[Text segment]:
+ + +
Euphrosyne Doukaina Kamaterina or better Kamatera (,  – 1211) was a Byzantine Empress by marriage to the Byzantine Emperor Alexios III Angelos.

Euphrosyne was the daughter of Andronikos Kamateros, a high-ranking official who held the titles of megas droungarios and pansebastos and wife, an unknown Kantakouzene. She was related to the Emperor Constantine X and Irene Doukaina, empress of Alexios I Komnenos. Both of her brothers had rebelled against Andronikos I Komnenos; one was imprisoned and the other was blinded.

Life
Euphrosyne married Alexios Angelos, the older brother of the future Emperor Isaac II Angelos in c. 1169. Although Isaac II bestowed many titles and honors upon his brother, Alexios seized the throne on April 8, 1195, deposing Isaac and proclaiming himself emperor. In this he was assisted by Euphrosyne, who had organized a party of aristocratic supporters. Euphrosyne took control of the palace and quelled the opposition herself, securing the accession of her husband to the throne by wholesale bribery.
+ + +
[Task instructions]:
1/ Reproduce part of the Euphrosyne passage word for word, starting with "Euphrosyne was the" and going on through "other was blinded.".
2/ According to the Euphrosyne passage, on what date did Alexios seize the throne?
3/ Summarize the Euphrosyne passage in two sentences.
None of this work draws on the records.

[Location labeling records]:
+ + +
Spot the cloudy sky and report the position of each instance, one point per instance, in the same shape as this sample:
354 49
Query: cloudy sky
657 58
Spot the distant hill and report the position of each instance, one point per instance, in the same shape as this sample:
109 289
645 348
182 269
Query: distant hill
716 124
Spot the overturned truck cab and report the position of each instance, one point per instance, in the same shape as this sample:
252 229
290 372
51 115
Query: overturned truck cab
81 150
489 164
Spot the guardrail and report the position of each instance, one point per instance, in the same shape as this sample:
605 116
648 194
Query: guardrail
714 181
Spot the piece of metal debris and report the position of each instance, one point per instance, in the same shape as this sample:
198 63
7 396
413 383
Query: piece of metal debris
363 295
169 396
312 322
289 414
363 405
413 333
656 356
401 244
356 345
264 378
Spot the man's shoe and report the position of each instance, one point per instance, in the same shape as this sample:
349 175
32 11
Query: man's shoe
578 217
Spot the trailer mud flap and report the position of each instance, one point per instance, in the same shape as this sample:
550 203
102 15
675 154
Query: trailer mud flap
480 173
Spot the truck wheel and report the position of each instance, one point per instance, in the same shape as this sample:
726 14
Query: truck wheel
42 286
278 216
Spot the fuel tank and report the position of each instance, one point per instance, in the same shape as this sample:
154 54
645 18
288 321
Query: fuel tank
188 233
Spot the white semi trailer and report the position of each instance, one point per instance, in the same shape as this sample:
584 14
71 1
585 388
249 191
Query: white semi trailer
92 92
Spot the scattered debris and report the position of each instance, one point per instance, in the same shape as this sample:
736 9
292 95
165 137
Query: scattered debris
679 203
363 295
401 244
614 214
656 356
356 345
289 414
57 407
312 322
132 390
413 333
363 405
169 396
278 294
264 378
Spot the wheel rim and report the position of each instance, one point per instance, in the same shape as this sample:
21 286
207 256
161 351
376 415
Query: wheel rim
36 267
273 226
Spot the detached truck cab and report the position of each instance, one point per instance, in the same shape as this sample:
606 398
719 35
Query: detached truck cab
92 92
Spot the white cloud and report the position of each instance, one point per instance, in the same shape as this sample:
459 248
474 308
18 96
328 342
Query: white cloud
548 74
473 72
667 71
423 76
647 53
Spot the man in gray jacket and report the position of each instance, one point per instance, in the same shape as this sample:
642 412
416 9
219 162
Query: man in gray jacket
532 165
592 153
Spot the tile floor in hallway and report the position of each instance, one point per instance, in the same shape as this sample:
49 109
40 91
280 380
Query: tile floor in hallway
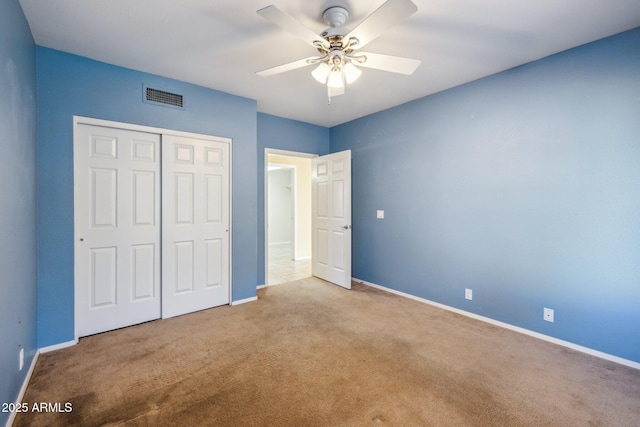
282 268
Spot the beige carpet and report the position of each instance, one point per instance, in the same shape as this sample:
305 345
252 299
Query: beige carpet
312 354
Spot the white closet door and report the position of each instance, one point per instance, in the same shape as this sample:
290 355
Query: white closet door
195 224
117 228
331 218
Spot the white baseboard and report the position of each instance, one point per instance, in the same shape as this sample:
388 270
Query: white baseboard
23 389
58 346
524 331
244 301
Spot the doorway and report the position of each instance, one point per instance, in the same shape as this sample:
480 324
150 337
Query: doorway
287 216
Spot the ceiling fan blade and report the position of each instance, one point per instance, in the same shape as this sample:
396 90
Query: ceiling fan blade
386 16
393 64
288 23
286 67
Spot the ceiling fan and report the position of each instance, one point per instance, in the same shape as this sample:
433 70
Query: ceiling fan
338 60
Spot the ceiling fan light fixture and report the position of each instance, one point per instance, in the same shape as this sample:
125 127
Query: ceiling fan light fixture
321 73
351 72
336 79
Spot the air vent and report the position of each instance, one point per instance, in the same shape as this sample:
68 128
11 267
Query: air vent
163 97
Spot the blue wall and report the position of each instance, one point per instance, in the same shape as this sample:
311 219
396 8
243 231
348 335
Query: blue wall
524 186
70 85
17 199
283 134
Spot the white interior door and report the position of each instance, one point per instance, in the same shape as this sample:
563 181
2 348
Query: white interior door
195 224
331 218
117 228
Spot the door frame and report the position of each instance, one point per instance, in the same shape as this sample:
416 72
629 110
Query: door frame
78 120
278 152
293 170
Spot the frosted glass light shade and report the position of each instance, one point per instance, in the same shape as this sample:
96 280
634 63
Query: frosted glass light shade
336 79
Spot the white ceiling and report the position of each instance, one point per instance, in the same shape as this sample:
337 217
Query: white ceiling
220 44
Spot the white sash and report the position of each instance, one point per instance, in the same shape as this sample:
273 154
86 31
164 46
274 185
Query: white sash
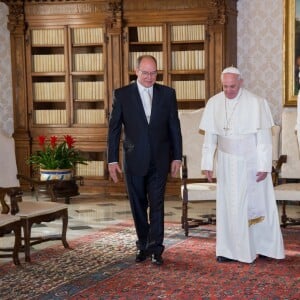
246 148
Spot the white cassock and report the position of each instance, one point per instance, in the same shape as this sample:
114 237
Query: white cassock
247 216
298 120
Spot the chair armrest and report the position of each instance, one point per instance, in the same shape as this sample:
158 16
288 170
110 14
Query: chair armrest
276 170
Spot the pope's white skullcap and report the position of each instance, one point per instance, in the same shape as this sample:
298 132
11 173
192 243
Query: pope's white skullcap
231 70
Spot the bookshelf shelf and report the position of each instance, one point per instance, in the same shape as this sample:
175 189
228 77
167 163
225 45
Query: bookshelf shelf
69 56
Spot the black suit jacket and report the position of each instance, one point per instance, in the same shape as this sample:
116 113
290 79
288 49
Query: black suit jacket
160 140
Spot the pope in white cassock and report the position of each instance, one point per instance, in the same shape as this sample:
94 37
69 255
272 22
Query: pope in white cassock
238 124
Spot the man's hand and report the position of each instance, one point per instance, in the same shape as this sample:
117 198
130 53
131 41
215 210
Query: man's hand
209 175
261 176
113 170
175 167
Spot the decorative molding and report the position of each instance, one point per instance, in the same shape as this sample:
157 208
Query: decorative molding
114 21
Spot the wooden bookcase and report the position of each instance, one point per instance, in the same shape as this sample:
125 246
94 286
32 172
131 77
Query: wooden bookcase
69 55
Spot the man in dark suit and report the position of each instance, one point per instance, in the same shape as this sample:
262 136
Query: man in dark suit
152 147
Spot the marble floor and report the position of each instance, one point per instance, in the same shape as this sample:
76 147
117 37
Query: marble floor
91 212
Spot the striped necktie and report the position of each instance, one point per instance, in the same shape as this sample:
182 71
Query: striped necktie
147 103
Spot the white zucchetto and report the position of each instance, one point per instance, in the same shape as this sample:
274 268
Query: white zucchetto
231 70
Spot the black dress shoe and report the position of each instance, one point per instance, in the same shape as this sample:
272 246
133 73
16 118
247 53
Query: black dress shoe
157 259
224 259
141 256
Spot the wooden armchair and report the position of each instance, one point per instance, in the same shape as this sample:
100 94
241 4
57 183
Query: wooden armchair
8 224
34 212
287 171
194 187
+ + +
[The solutions]:
1/
Euphrosyne was the daughter of Andronikos Kamateros, a high-ranking official who held the titles of megas droungarios and pansebastos and wife, an unknown Kantakouzene. She was related to the Emperor Constantine X and Irene Doukaina, empress of Alexios I Komnenos. Both of her brothers had rebelled against Andronikos I Komnenos; one was imprisoned and the other was blinded.

2/ April 8, 1195.

3/ Euphrosyne Doukaina Kamaterina, daughter of the high-ranking official Andronikos Kamateros, was a Byzantine empress by marriage to Alexios III Angelos. She helped Alexios depose his brother Isaac II in 1195 by organizing aristocratic supporters, taking control of the palace, and securing his accession through wholesale bribery.